Task description: Copy the items from the line containing "box every grass" through the end of the items, inclusive, keeping the requests as they are. Multiply every coordinate in the answers by 1.2 and round to whole numbers, with halves rounded up, but leave the numbers in the requests and their format samples unchanged.

Stored records:
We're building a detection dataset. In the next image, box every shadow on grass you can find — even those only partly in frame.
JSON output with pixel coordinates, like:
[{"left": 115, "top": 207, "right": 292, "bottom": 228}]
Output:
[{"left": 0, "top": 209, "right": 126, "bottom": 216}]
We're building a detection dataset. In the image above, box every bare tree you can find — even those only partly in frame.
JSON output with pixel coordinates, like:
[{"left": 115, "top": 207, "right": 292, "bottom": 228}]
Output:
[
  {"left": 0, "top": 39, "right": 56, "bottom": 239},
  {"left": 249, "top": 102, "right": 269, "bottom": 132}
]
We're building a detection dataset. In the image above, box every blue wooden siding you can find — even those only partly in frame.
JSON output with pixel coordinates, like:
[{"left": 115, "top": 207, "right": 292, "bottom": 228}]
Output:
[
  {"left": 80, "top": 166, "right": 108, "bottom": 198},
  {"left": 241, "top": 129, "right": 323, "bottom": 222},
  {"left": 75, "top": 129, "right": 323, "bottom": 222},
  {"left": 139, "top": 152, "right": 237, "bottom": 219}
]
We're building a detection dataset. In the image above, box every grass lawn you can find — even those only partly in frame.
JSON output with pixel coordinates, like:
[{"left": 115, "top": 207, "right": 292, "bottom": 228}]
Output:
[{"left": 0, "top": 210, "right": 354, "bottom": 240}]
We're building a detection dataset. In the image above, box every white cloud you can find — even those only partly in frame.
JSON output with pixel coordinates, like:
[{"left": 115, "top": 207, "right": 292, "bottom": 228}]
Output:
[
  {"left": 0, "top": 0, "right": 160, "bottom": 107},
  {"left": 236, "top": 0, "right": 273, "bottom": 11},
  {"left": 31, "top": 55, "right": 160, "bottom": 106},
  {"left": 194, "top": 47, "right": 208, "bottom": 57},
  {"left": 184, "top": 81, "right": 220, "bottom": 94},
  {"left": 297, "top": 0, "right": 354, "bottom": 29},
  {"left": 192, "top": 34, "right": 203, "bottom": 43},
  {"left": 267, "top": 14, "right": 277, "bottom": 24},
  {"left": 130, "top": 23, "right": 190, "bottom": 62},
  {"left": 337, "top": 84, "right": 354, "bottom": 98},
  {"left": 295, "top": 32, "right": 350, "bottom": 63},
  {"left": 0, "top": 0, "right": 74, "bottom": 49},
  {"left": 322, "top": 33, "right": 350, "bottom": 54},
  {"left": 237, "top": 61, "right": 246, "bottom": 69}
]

Complete answer:
We're building a detection dataset. In the image above, box every grass lawn you can find — even those only partly in frame.
JSON output with pixel coordinates, like:
[{"left": 115, "top": 207, "right": 292, "bottom": 228}]
Output:
[{"left": 0, "top": 252, "right": 425, "bottom": 288}]
We're building a detection dataset. In the image above, box every white cloud you can find — even those only partly in frame.
JSON output with pixel coordinates, like:
[{"left": 115, "top": 207, "right": 292, "bottom": 228}]
Output:
[
  {"left": 0, "top": 0, "right": 192, "bottom": 128},
  {"left": 283, "top": 0, "right": 328, "bottom": 13},
  {"left": 37, "top": 66, "right": 192, "bottom": 127},
  {"left": 233, "top": 56, "right": 250, "bottom": 68},
  {"left": 221, "top": 97, "right": 264, "bottom": 113},
  {"left": 356, "top": 0, "right": 425, "bottom": 35},
  {"left": 230, "top": 41, "right": 244, "bottom": 52},
  {"left": 320, "top": 17, "right": 332, "bottom": 29},
  {"left": 156, "top": 28, "right": 228, "bottom": 74},
  {"left": 404, "top": 101, "right": 425, "bottom": 118},
  {"left": 354, "top": 38, "right": 420, "bottom": 76},
  {"left": 0, "top": 0, "right": 89, "bottom": 59},
  {"left": 386, "top": 40, "right": 420, "bottom": 65},
  {"left": 284, "top": 73, "right": 295, "bottom": 83}
]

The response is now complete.